■ Extracted information ■
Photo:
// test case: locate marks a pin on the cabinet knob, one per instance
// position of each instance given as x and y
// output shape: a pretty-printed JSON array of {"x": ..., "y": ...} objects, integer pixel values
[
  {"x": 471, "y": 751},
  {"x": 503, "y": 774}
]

■ Work order ■
Starting at the line that contains "given as x and y", retype every line through the end of the records exactly, and nothing else.

■ Completed exercise ■
// position of each instance given as x and y
// output shape: a pretty-printed JSON array of {"x": ..., "y": ...} objects, integer pixel values
[
  {"x": 471, "y": 751},
  {"x": 503, "y": 774}
]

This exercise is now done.